» **INPUT MATERIAL**:

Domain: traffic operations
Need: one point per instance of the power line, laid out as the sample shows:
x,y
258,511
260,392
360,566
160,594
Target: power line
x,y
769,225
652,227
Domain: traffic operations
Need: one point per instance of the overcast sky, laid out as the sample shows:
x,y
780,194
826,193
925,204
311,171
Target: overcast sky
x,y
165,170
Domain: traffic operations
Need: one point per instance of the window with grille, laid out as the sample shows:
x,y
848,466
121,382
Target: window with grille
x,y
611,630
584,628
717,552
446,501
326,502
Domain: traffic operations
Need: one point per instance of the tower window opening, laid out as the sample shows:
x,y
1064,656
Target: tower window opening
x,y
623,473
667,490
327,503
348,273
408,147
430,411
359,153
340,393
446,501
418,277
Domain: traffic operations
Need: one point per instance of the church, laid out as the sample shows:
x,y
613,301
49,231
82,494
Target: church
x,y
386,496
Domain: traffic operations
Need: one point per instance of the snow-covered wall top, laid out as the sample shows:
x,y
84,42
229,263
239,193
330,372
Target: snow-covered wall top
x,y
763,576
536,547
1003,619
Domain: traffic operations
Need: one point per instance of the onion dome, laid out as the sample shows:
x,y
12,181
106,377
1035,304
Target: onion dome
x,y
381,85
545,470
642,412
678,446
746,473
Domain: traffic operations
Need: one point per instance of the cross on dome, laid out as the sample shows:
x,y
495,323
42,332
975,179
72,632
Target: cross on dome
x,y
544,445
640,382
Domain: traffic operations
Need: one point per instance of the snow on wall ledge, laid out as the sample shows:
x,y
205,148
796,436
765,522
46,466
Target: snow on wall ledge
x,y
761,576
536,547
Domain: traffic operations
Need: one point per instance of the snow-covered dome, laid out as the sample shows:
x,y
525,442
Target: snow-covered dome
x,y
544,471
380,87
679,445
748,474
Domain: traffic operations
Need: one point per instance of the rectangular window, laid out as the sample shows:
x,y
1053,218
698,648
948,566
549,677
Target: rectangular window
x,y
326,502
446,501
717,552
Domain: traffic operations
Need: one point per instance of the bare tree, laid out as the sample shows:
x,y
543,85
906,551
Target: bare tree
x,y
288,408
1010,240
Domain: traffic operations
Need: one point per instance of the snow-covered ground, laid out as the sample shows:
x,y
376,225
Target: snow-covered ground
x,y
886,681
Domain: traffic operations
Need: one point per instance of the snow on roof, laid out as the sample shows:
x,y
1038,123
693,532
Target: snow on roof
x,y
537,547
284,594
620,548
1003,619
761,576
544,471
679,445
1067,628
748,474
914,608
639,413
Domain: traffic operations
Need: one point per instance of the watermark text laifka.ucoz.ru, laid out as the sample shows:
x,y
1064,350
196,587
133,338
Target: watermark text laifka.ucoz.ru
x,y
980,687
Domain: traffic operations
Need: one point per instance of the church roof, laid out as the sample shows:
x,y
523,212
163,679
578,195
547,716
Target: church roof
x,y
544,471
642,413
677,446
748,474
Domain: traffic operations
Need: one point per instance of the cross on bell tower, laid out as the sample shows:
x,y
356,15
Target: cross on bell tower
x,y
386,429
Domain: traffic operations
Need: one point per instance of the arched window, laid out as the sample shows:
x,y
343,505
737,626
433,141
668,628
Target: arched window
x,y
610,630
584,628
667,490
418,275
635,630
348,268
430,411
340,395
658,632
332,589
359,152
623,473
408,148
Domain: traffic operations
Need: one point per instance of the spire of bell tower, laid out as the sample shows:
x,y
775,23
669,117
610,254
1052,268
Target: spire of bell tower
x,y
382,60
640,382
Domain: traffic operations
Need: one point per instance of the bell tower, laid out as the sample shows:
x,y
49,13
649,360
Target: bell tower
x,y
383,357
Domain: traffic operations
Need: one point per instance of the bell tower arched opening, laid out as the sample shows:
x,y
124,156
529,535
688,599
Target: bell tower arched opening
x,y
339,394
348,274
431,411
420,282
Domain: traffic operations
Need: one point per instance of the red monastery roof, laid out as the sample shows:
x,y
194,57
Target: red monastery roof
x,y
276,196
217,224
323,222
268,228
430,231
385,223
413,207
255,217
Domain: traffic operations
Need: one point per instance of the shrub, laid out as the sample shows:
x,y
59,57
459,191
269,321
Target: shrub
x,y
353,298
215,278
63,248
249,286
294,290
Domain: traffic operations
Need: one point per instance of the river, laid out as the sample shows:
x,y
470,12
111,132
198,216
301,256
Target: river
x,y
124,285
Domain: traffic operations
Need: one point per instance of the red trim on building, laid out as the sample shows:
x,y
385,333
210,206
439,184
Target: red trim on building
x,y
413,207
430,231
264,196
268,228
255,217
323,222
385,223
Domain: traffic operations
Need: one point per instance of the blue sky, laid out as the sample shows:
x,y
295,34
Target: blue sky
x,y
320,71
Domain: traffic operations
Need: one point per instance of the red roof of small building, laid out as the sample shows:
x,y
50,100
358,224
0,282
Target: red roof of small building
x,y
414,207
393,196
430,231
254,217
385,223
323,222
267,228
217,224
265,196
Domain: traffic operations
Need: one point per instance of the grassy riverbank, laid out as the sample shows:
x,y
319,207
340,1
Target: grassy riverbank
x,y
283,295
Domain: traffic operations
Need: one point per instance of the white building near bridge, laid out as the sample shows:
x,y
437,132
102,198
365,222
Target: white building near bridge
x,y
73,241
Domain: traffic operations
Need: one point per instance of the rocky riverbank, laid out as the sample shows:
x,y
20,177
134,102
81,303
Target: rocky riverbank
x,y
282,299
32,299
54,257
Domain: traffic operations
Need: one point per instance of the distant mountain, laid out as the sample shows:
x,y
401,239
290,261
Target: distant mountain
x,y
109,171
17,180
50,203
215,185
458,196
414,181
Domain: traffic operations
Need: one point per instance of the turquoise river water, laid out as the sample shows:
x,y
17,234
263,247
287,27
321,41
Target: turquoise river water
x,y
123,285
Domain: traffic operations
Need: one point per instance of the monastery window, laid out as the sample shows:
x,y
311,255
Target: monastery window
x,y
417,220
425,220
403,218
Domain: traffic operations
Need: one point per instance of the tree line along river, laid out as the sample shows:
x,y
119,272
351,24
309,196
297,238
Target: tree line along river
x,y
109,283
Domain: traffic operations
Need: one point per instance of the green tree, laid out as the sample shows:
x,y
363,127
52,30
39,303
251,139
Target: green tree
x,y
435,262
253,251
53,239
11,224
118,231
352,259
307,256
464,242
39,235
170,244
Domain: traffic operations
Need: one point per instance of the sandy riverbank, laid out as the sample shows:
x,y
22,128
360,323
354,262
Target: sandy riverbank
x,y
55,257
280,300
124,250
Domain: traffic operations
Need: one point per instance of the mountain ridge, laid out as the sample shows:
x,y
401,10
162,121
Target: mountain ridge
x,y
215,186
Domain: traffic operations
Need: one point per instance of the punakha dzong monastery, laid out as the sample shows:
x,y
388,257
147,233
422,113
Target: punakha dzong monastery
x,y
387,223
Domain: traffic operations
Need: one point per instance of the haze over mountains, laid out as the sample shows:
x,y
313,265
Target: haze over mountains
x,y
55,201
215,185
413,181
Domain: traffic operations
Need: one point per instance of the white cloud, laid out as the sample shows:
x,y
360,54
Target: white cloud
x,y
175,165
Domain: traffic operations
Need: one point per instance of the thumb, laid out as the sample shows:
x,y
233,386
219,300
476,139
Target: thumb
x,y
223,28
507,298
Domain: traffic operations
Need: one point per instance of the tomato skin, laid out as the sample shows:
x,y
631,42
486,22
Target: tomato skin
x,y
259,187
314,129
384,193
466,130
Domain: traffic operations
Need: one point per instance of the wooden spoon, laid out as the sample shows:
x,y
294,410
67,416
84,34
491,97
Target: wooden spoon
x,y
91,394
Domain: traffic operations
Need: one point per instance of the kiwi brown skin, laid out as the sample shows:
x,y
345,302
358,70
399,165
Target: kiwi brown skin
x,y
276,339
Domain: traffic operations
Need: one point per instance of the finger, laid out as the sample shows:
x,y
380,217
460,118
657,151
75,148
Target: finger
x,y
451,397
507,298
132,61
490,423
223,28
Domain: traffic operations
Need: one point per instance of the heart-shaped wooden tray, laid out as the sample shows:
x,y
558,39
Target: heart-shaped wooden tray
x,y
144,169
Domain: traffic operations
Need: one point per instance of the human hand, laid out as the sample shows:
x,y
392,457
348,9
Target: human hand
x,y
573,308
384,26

» **DESCRIPTION OF THE TASK**: If a line falls between the first line of the entries and the line containing "Need: one point per instance of the snow-covered wall", or is one of those two, restate it word for word; leave all other lines out.

» **REPLY TO THE TASK**:
Domain: traffic operations
Need: one point per instance of the power line, laid out as the sample shows:
x,y
258,511
260,392
360,566
160,594
Target: power line
x,y
769,225
652,227
Domain: traffic operations
Need: one point per instance of the overcast sky, laid out as the sample shows:
x,y
780,194
826,193
925,204
311,171
Target: overcast sky
x,y
165,170
Domain: traffic operations
Need: one point per instance of the window with grille, laid out as the sample shows:
x,y
848,466
121,382
Target: window with grille
x,y
611,630
584,628
717,552
446,501
326,502
Domain: traffic operations
Need: one point per instance of the tower window opening, laid out as the sample shows:
x,y
1064,656
Target: tower window opening
x,y
623,473
667,490
327,503
348,273
408,147
430,411
359,153
340,393
446,501
418,277
Domain: traffic operations
Need: one point per instance of the church, laid out as the sample shows:
x,y
613,301
49,231
82,494
Target: church
x,y
386,496
Domain: traffic operations
Need: one point per instance of the snow-covered wall top, laid out as the sample shows:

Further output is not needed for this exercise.